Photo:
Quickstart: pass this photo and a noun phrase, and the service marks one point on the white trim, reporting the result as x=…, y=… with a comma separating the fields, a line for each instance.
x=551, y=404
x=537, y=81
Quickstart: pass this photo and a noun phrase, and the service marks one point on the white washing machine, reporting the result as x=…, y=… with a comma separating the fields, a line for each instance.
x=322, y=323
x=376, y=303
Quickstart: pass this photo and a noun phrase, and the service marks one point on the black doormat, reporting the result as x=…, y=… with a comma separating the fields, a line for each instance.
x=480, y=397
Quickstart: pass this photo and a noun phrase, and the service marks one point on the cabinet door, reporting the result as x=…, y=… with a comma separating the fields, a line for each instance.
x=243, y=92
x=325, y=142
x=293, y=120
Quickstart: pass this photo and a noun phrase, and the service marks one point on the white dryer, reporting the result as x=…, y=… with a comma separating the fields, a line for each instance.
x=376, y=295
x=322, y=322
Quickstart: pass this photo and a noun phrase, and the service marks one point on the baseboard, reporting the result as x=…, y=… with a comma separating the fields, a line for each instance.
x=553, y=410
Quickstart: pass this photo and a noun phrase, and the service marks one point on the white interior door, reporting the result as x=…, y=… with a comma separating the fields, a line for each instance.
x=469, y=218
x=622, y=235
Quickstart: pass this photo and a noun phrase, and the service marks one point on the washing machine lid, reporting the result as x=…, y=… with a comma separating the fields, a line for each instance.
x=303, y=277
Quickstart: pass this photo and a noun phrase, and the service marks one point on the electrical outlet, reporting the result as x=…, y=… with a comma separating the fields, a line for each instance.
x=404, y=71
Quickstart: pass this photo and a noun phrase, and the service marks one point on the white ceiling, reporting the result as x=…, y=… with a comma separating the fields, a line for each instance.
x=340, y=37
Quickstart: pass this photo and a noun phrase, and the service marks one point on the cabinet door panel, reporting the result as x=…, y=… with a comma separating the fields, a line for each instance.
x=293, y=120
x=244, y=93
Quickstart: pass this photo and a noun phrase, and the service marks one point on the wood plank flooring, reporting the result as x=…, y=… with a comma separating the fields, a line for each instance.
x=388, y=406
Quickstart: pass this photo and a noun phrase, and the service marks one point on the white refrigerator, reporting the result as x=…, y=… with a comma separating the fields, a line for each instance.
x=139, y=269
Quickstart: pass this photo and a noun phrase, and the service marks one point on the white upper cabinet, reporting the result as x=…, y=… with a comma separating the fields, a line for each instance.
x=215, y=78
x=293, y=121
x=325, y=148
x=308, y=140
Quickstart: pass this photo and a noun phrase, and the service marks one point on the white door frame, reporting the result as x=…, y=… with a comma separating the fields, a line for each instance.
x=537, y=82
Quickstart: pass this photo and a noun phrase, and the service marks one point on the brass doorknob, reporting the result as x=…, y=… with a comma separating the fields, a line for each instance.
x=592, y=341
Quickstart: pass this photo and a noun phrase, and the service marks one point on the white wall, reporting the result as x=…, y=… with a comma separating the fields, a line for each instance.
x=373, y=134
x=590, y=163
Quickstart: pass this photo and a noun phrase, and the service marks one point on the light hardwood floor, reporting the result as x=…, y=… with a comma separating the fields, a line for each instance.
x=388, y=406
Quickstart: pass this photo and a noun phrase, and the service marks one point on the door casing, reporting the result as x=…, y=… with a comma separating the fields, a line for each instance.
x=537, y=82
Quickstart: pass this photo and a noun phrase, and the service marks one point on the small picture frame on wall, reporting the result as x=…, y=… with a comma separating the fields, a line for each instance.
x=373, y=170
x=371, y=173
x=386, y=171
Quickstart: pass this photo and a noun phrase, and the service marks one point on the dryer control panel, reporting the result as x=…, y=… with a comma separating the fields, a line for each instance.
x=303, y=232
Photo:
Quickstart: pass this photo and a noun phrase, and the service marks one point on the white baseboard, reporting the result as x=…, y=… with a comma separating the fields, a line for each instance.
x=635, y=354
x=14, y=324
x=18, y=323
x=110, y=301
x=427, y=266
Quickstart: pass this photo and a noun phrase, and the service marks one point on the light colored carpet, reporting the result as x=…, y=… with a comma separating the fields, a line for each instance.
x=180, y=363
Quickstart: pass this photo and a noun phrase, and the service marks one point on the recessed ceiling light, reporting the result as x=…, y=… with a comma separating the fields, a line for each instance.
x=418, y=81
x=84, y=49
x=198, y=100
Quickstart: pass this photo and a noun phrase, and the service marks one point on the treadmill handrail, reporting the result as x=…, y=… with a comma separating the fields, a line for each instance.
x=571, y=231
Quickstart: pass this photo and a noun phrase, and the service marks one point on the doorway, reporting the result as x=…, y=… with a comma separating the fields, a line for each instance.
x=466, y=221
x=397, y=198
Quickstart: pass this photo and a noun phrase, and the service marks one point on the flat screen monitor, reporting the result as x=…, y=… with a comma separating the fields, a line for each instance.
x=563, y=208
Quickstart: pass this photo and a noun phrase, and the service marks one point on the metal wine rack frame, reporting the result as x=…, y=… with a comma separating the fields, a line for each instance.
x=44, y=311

> [Brief] Nothing should be missing: every line above must be reproduced exactly.

> [Response box]
Photo:
Quickstart: pass this photo and a noun phrase, and the service marks one point on the white trim, reporting the result as x=…, y=… with a comma separating the fields, a line for each instance.
x=551, y=404
x=537, y=81
Quickstart: pass this photo and a noun phrase, and the service marks one point on the white washing machine, reporting the result as x=…, y=… with a comma separating the fields, a line for each instance.
x=322, y=323
x=376, y=303
Quickstart: pass this photo and a noun phrase, and the service marks one point on the black doormat, reporting the result as x=…, y=… with a comma separating the fields, a line for each instance.
x=480, y=397
Quickstart: pass this photo and a noun phrase, and the service marks one point on the cabinet door, reporting the result as x=…, y=… with a comma separating the fields, a line for each instance.
x=243, y=92
x=325, y=142
x=293, y=120
Quickstart: pass this photo and a noun phrase, and the service marks one point on the white dryer, reporting the result as x=…, y=… with a comma separating the fields, a line for each instance.
x=376, y=295
x=322, y=322
Quickstart: pass this photo and a noun phrase, and the service marks one point on the baseboard, reporting the result as x=…, y=… with a comma separating the fields, a line for each instance.
x=553, y=410
Quickstart: pass this photo and a noun phrase, and the service marks one point on the white interior door, reporting the result as x=…, y=… with a comma separating the fields, a line for each instance.
x=469, y=218
x=622, y=235
Quickstart: pass this photo and a noun phrase, and the service marks one point on the washing machine lid, reporting the result as x=…, y=… with a comma separating the fields, a line for each instance.
x=303, y=277
Quickstart: pass this photo and a noun phrase, and the service marks one point on the electrical outlet, reporting the result as x=…, y=… with a comma separating the fields, a line for each instance.
x=404, y=71
Quickstart: pass this photo and a noun phrase, and the service marks one point on the white ceiling, reporting the result as x=…, y=… with a comma separating the fields, a line for each instance.
x=340, y=37
Quickstart: pass this photo and a noun phrase, and the service marks one point on the cabinet door panel, reporting the result as x=…, y=… with a comma separating the fields, a line for each instance.
x=293, y=120
x=244, y=93
Quickstart: pass this photo and a noun phrase, and the service marks one point on the wood plank flooring, reporting the result as x=…, y=… with a comma separating the fields, a line for each instance.
x=388, y=406
Quickstart: pass this photo and a noun phrase, and the service marks one point on the white refrigerator, reporting the result as x=…, y=… with a comma separating the fields, a line for each instance.
x=139, y=269
Quickstart: pass this photo and a noun phrase, and the service marks one point on the white upper cabinet, reporting the result as x=…, y=… with a comma separating the fields, a line for each instance.
x=215, y=78
x=293, y=121
x=325, y=148
x=308, y=140
Quickstart: pass this photo and a noun phrase, and the service marks one point on the white door frame, reporting the result as x=…, y=… with a comma separating the fields, a line for each instance.
x=537, y=82
Quickstart: pass this photo and a noun phrase, and the service marks one point on the brass doorknob, reporting the result as x=…, y=… with a comma separating the fields, a line for each instance.
x=592, y=341
Quickstart: pass this photo and a noun phrase, and the service marks one point on the white wall, reporting the result as x=…, y=… with a comma separating the fields, a line for each instance.
x=373, y=134
x=590, y=163
Quickstart: pass this photo and a noun phrase, and the service marks one point on the light hardwood floor, reporting the result as x=…, y=… with a comma separating the fields, a line for each instance.
x=388, y=406
Quickstart: pass this photo and a noun phrase, and the service marks one point on the door casing, reporting the result as x=…, y=… with a comma separating the fields, a line for each instance.
x=537, y=82
Quickstart: pass this photo and a noun phrase, and the service marks one point on the small picture frame on wall, reporting the result as x=…, y=… with a comma separating the fields, a line for each instance.
x=373, y=170
x=371, y=173
x=386, y=171
Quickstart: pass this photo and a noun phrase, and the service marks one point on the dryer control panel, reporting the result as x=…, y=… with a comma separating the fields, a line for each instance.
x=303, y=232
Photo:
Quickstart: pass this photo and a noun phrase, and the service marks one point on the white baseboard, reporting the result as x=…, y=… with a comma separating the fields, a line for each instance.
x=635, y=354
x=14, y=324
x=18, y=323
x=110, y=301
x=427, y=266
Quickstart: pass this photo and a noun phrase, and the service marks one point on the light colored carpet, reporting the result as x=…, y=… with a comma separating the fields, a line for each instance.
x=180, y=363
Quickstart: pass this photo and a noun phrase, and the service marks one point on the recessed ceiling light, reporting the result as x=…, y=… with a comma separating the fields, a line for each instance.
x=418, y=81
x=84, y=49
x=198, y=100
Quickstart: pass this photo and a noun phrase, and the service marks one point on the treadmill handrail, reporting the result as x=…, y=… with a comma separating the fields, a line for each instance.
x=571, y=231
Quickstart: pass this photo and a noun phrase, and the service marks one point on the doorway, reporting the result as x=…, y=… with a comma separating the fields, a line for each instance.
x=466, y=221
x=397, y=198
Quickstart: pass this photo and a noun phrase, and the service marks one point on the flat screen monitor, reporting the result as x=…, y=… with a comma separating the fields, a line for each instance.
x=563, y=208
Quickstart: pass this photo and a noun phrase, and the service marks one point on the metal wine rack frame, reporting the result as x=…, y=… with a comma separating the fields, a line for each instance.
x=44, y=311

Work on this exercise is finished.